::: Passage shown :::
C# Replace Emoticons In Html String - c#

I have the following method for replacing emoticons in a string using C#
public static string Emotify(string inputText)
{
var emoticonFolder = EmoticonFolder;
var emoticons = new Hashtable(100)
{
{":)", "facebook-smiley-face-for-comments.png"},
{":D", "big-smile-emoticon-for-facebook.png"},
{":(", "facebook-frown-emoticon.png"},
{":'(", "facebook-cry-emoticon-crying-symbol.png"},
{":P", "facebook-tongue-out-emoticon.png"},
{"O:)", "angel-emoticon.png"},
{"3:)", "devil-emoticon.png"},
{":/", "unsure-emoticon.png"},
{">:O", "angry-emoticon.png"},
{":O", "surprised-emoticon.png"},
{"-_-", "squinting-emoticon.png"},
{":*", "kiss-emoticon.png"},
{"^_^", "kiki-emoticon.png"},
{">:(", "grumpy-emoticon.png"},
{":v", "pacman-emoticon.png"},
{":3", "curly-lips-emoticon.png"},
{"o.O", "confused-emoticon-wtf-symbol-for-facebook.png"},
{";)", "wink-emoticon.png"},
{"8-)", "glasses-emoticon.png"},
{"8| B|", "sunglasses-emoticon.png"}
};
var sb = new StringBuilder(inputText.Length);
for (var i = 0; i < inputText.Length; i++)
::: Entries provided :::
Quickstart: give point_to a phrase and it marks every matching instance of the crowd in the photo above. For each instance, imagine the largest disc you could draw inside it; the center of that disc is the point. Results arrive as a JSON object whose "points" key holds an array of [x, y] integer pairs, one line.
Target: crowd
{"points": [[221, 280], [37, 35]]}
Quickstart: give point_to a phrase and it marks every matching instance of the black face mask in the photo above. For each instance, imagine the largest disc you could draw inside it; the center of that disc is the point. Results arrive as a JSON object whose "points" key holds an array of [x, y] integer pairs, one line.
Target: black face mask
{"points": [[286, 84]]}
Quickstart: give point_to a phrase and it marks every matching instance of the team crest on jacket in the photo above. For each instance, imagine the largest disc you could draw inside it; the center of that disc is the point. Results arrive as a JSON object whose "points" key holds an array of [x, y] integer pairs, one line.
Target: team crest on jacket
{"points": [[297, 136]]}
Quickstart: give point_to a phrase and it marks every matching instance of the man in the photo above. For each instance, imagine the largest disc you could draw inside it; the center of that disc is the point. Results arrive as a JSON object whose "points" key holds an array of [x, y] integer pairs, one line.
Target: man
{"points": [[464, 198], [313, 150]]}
:::
### What to do
a) In the C# emoticon passage, which image file is mapped to ";)"?
b) Carry on the C# emoticon passage from its last line.
The material was taken from a separate source and is unrelated to the C# emoticon passage.

### Answers to the exercise
a) wink-emoticon.png

b)
{
var strEmote = string.Empty;
foreach (string emote in emoticons.Keys)
{
if (inputText.Length - i >= emote.Length && emote.Equals(inputText.Substring(i, emote.Length), StringComparison.InvariantCultureIgnoreCase))
{
strEmote = emote;
break;
}
}
if (strEmote.Length != 0)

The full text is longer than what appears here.